— YOUR TASKS —
(a) Copy out the passage of the budget deal article from "If passed by" to "for a decade.".
(b) Extend the article on the congressional budget deal, starting right after its last sentence.

— TEXT PROVIDED —
Government: Science agencies may get reprieve from across-the-board cuts

by Andrea Widener
December 13, 2013 | A version of this story appeared in Volume 91, Issue 50

UPDATE: The House of Representatives passed the bipartisan budget deal on Dec. 12 (after C&EN went to press) by a vote of 332 to 94. The measure now heads to the Senate, where it is expected to come up for a vote the week of Dec. 16.

After years of near-constant wrangling, congressional leaders this week reached a bipartisan budget deal that would avert another federal fiscal crisis for two years.

Credit: Associated Press
Budget committee chairs Rep. Ryan and Sen. Murray crafted the deal released on Dec. 10.
This is a photo of House Budget Committee Chairman Paul Ryan (R-Wis.), and Senate Budget Committee Chairwoman Patty Murray (D-Wash.), walking together at the Capitol on Dec. 10, 2013.
Credit: Associated Press
Budget committee chairs Rep. Ryan and Sen. Murray crafted the deal released on Dec. 10.

If passed by both the Senate and House of Representatives, the bill will prevent a government shutdown on Jan. 15, 2014, when the current temporary budget deal expires. Even more important for R&D funding, the deal will provide temporary relief from the across-the-board budget cuts, called sequestration, that took effect in March and are set to continue for a decade.

The deal “is an important first step toward slowing the damage the nation’s biomedical research enterprise has been enduring since sequester cuts began drastically cutting our national investment in basic science research,” says Benjamin W. Corb, spokesman for the American Society for Biochemistry & Molecular Biology.

— RECORD EXCERPTS —

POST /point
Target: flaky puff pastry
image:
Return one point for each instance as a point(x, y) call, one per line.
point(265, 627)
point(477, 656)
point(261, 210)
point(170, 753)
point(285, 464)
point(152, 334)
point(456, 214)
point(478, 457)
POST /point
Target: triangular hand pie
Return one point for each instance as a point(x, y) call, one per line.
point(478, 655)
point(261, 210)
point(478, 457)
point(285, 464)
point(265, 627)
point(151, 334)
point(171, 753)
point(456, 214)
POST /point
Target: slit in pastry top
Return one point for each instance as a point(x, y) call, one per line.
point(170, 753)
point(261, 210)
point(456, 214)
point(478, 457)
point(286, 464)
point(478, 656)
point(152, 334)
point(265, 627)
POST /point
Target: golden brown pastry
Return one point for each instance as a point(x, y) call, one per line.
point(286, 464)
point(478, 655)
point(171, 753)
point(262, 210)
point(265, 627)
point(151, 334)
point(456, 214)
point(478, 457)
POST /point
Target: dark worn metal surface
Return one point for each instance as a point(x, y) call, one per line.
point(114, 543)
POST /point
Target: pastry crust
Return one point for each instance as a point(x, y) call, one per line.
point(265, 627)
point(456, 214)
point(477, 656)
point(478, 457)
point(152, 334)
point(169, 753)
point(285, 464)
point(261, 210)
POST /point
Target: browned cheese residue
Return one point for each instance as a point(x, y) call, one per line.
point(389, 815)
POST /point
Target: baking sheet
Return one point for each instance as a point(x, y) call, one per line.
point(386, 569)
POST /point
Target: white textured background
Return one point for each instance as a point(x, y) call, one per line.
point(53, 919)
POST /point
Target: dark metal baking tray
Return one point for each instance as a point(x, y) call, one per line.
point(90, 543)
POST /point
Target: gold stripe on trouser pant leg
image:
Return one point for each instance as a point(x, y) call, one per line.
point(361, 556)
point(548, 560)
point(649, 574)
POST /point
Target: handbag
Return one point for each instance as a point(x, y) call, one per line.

— EXERCISE RESPONSES —
(a)
If passed by both the Senate and House of Representatives, the bill will prevent a government shutdown on Jan. 15, 2014, when the current temporary budget deal expires. Even more important for R&D funding, the deal will provide temporary relief from the across-the-board budget cuts, called sequestration, that took effect in March and are set to continue for a decade.

(b)
The agreement from budget committee leaders Rep. Paul D. Ryan (R-Wis.) and Sen. Patty Murray (D-Wash.) sets discretionary spending levels—which include most federal R&D—at $1.012 trillion for fiscal 2014, which began on Oct. 1, and $1.014 trillion for fiscal 2015. That restores about half of the sequester’s cuts in 2014 and about 25% in 2015, according to an analysis by the American Association for the Advancement of Science.But some Democrats are threatening to vote against the bill because it does not extend benefits for the long-term unemployed.

The details of how this will trickle down to science agencies still need to be worked out by congressional committees. Federal agencies, including those that fund much of chemistry-related research,do not comment on pending legislation. But observers say that science is likely to reap the benefits by returning to presequester funding levels.

Many scientists appreciate the temporary relief, but they are disappointed that the agreement doesn’t address the larger budget issues facing the country. For example, the plan takes no action on tax and entitlement reform, and it spares agencies from sequestration cuts for only two years, even though the cuts by law can continue for 10 years.

Research!America President Mary E. Woolley says, “Until policymakers tackle those issues head-on, we will continue to fund research at levels far below what’s necessary to maintain our competitive edge.”